■ Source document:
---*---

Economic mobility and reproductive success

Author

Jason Collins

Published

January 20, 2012

Tyler Cowen writes:

How much of immobility is due to “inherited talent plus diminishing role for random circumstance”?  Is not this cause of immobility very different — both practically and morally — from such factors as discrimination, bad schools, occupational licensing, etc.?  What are you supposed to get when you combine genetics with meritocracy?

I have  written before about how decreased social mobility may be a sign of equalised opportunity. In a perfect meritocracy, assortment will largely be through genes.

However, there can still be social mobility even though assortment is through genetic factors. This is through differential reproductive success. If an economic class has  more children, many of those children move up or down the social scale as there is no longer room for them in their cohort.

This social mobility can have some interesting effects. If, for example, the bottom 80 per cent of the economic distribution has much higher fertility than the top 20 per cent, some of those born in the bottom 80 per cent will move into the top  quintile. If those who move up the scale do not experience any increase in income (as their productivity has not increased, only their prevalence has changed), the relative wealth of those born to someone from the initial top 20 per cent may increase. Social mobility appears to increase inequality through concentrating wealth in the less fertile top.

---*---

■ Information:

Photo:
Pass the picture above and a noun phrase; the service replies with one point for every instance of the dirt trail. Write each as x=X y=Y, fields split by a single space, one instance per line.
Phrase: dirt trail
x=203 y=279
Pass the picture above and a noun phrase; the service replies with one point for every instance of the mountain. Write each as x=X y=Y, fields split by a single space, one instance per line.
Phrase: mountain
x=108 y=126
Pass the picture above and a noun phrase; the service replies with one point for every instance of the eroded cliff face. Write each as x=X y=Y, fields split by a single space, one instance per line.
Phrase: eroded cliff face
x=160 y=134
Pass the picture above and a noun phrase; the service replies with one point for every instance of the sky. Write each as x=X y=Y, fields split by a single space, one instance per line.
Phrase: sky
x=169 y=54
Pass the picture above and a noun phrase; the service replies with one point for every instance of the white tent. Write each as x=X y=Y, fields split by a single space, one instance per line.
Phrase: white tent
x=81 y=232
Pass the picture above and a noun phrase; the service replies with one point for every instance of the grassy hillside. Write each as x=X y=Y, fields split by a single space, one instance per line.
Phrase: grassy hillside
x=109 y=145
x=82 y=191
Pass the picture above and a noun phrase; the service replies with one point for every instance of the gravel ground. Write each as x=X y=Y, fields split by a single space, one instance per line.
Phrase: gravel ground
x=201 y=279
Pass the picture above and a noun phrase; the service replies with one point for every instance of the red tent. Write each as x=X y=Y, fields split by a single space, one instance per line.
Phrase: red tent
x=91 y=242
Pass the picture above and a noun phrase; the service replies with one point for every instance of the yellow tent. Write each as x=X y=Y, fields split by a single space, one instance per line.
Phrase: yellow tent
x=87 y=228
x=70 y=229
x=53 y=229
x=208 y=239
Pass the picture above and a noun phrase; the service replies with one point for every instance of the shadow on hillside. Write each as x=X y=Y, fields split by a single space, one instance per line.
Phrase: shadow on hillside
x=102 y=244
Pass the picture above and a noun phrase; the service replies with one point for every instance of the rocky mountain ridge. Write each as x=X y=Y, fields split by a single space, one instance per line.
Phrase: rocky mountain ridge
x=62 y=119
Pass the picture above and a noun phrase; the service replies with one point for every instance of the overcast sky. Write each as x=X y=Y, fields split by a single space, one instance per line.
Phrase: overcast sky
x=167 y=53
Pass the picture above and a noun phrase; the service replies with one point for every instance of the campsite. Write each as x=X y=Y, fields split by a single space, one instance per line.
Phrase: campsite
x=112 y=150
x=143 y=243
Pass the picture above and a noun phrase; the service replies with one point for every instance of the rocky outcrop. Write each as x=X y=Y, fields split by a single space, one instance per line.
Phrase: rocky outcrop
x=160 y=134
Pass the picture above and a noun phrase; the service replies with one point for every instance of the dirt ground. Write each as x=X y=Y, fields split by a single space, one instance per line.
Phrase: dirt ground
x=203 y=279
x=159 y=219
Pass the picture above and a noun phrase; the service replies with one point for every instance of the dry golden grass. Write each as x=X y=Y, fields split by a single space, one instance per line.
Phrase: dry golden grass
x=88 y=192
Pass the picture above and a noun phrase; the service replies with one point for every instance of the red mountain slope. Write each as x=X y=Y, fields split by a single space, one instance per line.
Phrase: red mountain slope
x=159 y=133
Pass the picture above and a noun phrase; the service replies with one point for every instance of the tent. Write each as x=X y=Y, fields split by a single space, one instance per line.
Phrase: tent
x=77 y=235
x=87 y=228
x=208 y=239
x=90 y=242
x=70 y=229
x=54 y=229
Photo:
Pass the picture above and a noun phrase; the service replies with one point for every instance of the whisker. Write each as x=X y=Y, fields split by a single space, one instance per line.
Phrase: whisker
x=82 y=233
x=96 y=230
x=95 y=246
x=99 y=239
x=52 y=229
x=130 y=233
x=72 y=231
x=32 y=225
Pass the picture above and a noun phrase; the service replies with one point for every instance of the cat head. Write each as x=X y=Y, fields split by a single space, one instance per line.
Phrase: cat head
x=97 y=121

---*---

■ Exercise description:
Revise the passage on economic mobility and reproductive success, everything from "I have  written before" down to "be through genes.", so that "merit-based system" replaces "meritocracy".

■ Output of the task:
I have  written before about how decreased social mobility may be a sign of equalised opportunity. In a perfect merit-based system, assortment will largely be through genes.